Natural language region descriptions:
=======

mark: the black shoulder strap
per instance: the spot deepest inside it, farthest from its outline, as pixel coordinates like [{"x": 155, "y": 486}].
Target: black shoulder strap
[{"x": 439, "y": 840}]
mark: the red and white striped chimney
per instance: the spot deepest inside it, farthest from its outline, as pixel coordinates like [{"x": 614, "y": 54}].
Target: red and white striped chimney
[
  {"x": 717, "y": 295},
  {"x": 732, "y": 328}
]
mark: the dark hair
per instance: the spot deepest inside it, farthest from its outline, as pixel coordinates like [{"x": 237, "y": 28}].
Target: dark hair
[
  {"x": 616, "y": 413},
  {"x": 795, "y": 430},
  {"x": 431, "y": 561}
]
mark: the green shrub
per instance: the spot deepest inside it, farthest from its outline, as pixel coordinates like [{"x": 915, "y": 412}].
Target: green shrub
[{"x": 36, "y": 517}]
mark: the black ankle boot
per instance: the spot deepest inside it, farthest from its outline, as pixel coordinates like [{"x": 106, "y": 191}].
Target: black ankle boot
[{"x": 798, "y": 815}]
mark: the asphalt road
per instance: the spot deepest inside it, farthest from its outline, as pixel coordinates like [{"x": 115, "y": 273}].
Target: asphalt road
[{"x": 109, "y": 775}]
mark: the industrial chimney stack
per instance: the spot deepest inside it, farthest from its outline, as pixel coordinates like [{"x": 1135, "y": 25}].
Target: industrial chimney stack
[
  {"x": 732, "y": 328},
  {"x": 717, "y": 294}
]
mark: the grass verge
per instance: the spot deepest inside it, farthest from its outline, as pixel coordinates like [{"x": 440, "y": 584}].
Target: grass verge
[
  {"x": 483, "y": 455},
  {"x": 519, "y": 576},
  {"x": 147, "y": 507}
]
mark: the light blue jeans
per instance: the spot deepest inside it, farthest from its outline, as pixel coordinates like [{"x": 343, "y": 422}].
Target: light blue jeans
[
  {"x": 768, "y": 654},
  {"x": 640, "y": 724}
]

=======

Output, exactly and with no other text, the line that contains "mark: the dark hair" and all lines from there to the end of the records.

mark: the dark hair
per instance: the spot deepest inside it, farthest from its outline, as pixel coordinates like [{"x": 237, "y": 28}].
Target: dark hair
[
  {"x": 616, "y": 413},
  {"x": 795, "y": 430},
  {"x": 431, "y": 561}
]
mark: the green shrub
per instance: the spot deepest inside it, farthest from its outline, as pixel coordinates like [{"x": 915, "y": 412}].
Target: green shrub
[{"x": 36, "y": 517}]
mark: the black ankle boot
per instance: the spot deepest inside it, farthest from its outline, as pixel coordinates like [{"x": 106, "y": 191}].
Target: black ankle boot
[{"x": 798, "y": 815}]
mark: the asphalt road
per instance: the spot deepest inside it, farthest from its outline, as pixel coordinates like [{"x": 115, "y": 273}].
Target: asphalt road
[{"x": 109, "y": 775}]
mark: the industrial chimney stack
per instance: the spot deepest inside it, farthest from its outline, as pixel coordinates like [{"x": 1135, "y": 25}].
Target: industrial chimney stack
[
  {"x": 732, "y": 328},
  {"x": 717, "y": 294}
]
mark: the grass verge
per instance: the spot deepest inside it, farthest from its outline, as pixel coordinates like [{"x": 440, "y": 584}].
Target: grass verge
[
  {"x": 483, "y": 455},
  {"x": 519, "y": 576},
  {"x": 147, "y": 507}
]
mark: the light blue jeans
per instance: the spot deepest inside it, farthest from its outline, as pixel coordinates like [{"x": 343, "y": 422}].
Target: light blue jeans
[
  {"x": 768, "y": 654},
  {"x": 640, "y": 724}
]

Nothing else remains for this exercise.